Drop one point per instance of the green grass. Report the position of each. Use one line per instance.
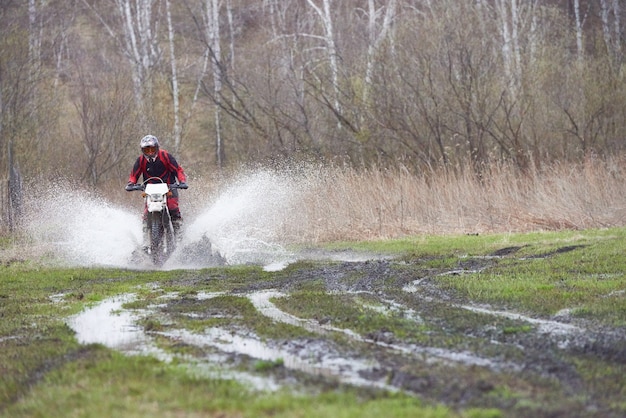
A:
(45, 372)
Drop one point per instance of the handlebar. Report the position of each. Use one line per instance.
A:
(142, 186)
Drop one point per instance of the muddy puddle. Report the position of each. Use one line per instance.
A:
(391, 328)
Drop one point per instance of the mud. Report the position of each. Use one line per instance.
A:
(456, 352)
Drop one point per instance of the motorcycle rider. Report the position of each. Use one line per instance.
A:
(156, 164)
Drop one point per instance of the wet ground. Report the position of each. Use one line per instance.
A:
(378, 324)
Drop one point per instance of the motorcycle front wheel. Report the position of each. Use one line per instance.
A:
(155, 226)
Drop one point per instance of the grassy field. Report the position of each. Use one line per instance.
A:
(462, 287)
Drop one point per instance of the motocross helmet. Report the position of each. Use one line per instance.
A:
(149, 146)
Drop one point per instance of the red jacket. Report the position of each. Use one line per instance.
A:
(164, 166)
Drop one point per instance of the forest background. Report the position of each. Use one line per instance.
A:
(450, 115)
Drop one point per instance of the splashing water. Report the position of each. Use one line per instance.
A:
(244, 224)
(81, 228)
(247, 220)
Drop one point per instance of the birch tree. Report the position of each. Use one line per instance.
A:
(612, 31)
(213, 54)
(376, 36)
(175, 91)
(137, 37)
(324, 13)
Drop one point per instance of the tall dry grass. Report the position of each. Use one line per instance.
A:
(338, 203)
(345, 204)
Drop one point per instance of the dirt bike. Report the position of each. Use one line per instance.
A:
(158, 220)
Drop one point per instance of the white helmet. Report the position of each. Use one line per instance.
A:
(149, 146)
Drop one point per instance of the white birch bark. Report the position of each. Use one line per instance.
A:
(212, 27)
(138, 41)
(376, 37)
(579, 31)
(325, 16)
(611, 32)
(175, 91)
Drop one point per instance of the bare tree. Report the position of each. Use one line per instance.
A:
(135, 29)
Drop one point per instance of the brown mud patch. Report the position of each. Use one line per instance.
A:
(394, 329)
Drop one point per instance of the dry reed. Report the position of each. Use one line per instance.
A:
(345, 204)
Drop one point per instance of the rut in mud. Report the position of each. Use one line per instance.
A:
(377, 324)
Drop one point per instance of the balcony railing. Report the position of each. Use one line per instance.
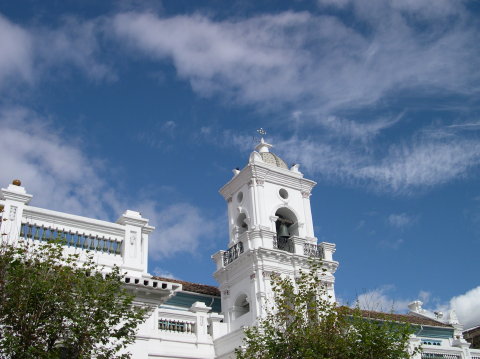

*WHAT IS REQUIRED*:
Please return every line of the items above that contains the string "birch", with case counting.

*TASK OUTPUT*:
Drop one point per instance of the birch tree. Report the position of each. Use one line per instance.
Drop one point per instance of the white birch bark. Report the position of each. Use one line per instance.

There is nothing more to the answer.